**EXERCISE PROMPT**
Repeat the lines of the listing below word for word, from the first to the last.

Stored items
+-------+

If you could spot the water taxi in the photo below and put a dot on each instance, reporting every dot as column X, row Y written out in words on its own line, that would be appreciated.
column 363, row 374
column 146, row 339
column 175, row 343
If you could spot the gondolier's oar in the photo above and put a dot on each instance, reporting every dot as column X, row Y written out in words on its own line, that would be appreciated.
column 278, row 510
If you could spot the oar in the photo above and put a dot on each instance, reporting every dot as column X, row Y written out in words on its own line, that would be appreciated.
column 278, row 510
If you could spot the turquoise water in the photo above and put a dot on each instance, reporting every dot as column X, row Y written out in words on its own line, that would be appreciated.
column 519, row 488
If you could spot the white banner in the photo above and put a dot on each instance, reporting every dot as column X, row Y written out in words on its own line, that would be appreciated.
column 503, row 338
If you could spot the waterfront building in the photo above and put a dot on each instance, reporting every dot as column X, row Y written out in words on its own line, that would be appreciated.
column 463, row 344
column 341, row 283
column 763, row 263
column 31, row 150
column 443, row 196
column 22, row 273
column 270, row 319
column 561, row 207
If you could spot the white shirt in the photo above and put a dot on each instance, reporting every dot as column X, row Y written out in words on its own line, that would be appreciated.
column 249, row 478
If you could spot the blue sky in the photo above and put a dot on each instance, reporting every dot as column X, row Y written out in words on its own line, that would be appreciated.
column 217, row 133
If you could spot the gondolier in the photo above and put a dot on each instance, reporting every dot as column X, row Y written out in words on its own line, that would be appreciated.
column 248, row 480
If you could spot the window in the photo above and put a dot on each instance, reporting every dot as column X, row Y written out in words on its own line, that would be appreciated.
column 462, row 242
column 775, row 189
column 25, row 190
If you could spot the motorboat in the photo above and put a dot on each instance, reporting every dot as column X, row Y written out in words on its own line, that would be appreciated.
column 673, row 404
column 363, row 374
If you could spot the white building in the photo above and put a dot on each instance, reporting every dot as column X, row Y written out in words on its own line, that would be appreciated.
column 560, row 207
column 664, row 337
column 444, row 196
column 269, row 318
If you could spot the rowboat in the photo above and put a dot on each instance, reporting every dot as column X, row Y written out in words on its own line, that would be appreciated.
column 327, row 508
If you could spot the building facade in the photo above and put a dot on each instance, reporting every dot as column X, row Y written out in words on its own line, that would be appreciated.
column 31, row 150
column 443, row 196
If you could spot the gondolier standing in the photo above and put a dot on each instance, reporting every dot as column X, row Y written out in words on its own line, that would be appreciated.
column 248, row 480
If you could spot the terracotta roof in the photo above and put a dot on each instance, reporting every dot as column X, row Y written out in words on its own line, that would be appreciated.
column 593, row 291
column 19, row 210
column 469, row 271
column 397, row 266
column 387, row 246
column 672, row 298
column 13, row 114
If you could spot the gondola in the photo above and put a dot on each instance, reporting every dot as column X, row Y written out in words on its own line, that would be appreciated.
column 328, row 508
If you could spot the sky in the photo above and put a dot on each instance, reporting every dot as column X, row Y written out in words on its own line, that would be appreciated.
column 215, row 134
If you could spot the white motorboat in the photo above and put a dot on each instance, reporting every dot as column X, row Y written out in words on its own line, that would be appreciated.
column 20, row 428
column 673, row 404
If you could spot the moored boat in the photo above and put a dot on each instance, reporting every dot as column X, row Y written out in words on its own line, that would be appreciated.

+-------+

**RESULT BELOW**
If you could spot the water taxi in the photo below and put a dot on each instance, reporting every dot as column X, row Y written out in words on its own line, that would be appreciated.
column 363, row 374
column 146, row 339
column 175, row 343
If you could spot the gondolier's oar in the photo above and put a dot on each instance, reporting every dot as column X, row Y written out in words on its own line, that would be appreciated.
column 278, row 510
If you could spot the oar in the photo above and put a dot on each instance, reporting every dot as column X, row Y written out in words on its own line, that would be appreciated.
column 278, row 510
If you could spot the turquoise water in the photo above and put a dot on each instance, reporting every dot as column X, row Y written out in words on its own line, that would be appreciated.
column 519, row 488
If you could spot the white banner in the photo above and put a dot on each instance, reporting every dot as column X, row Y written out in words on its own line, that would be appreciated.
column 503, row 338
If you could spot the waterfront building in the photo above and put a dot on each instance, reporting every dot as column X, row Y written out in words on its own line, that would be appreciated.
column 463, row 344
column 341, row 283
column 763, row 263
column 31, row 150
column 443, row 196
column 22, row 273
column 270, row 319
column 561, row 207
If you could spot the white shirt in the photo above and put a dot on each instance, reporting every dot as column X, row Y written out in words on its own line, that would be appreciated.
column 249, row 478
If you could spot the blue sky in the photo above and put a dot on each instance, reporting every dot as column X, row Y written out in words on its own line, that would be appreciated.
column 217, row 133
If you could spot the gondolier in the photo above and put a dot on each instance, reporting every dot as column X, row Y written out in words on its own line, that would be appreciated.
column 248, row 480
If you could spot the window in the photo above and put a dot on each instance, reporting every dot as column X, row Y written out in words on its own line, that would be appreciated.
column 462, row 242
column 775, row 189
column 25, row 190
If you could spot the motorboat in the photo above and put a dot on each instance, reporting every dot as column X, row Y written out in words on its own line, that would be appreciated.
column 673, row 404
column 363, row 374
If you could spot the white building in the photo above and put a dot on each instance, reporting every dot as column X, row Y written out in words on its own line, that would be appreciated.
column 560, row 207
column 664, row 337
column 444, row 196
column 269, row 318
If you could spot the rowboat in the photo above and put a dot on each instance, reporting every dot as column X, row Y written out in words on its own line, that would be appreciated.
column 327, row 508
If you could spot the building facade in the photo above and put a dot on each instance, reporting every dot as column X, row Y written out in words on its own line, that would be appreciated.
column 31, row 150
column 443, row 196
If you could spot the gondolier standing in the photo above and put a dot on each instance, reporting every dot as column X, row Y written out in words on its own line, that would be appreciated.
column 248, row 480
If you could spot the terracotta roof in the photo above and put a dot on each instance, reporting every dot as column X, row Y written out in words on its own line, that would be appreciated.
column 593, row 291
column 19, row 210
column 469, row 271
column 397, row 266
column 387, row 246
column 672, row 298
column 13, row 114
If you could spot the gondola in the photo above and put a dot on each instance, reporting every dot as column X, row Y written out in words on its own line, that would be appreciated.
column 328, row 508
If you could spot the sky in the photo above and put a dot on each instance, reporting every dot as column X, row Y written out in words on its own line, that would be appreciated.
column 215, row 134
If you could spot the white motorboat in the photo above and put a dot on each instance, reporting every dot as column X, row Y written out in words on its own line, that would be appreciated.
column 20, row 428
column 673, row 404
If you could spot the moored boat in the photo above and put a dot on each instance, reporting every dot as column X, row Y written out in words on its own line, that would be appreciated.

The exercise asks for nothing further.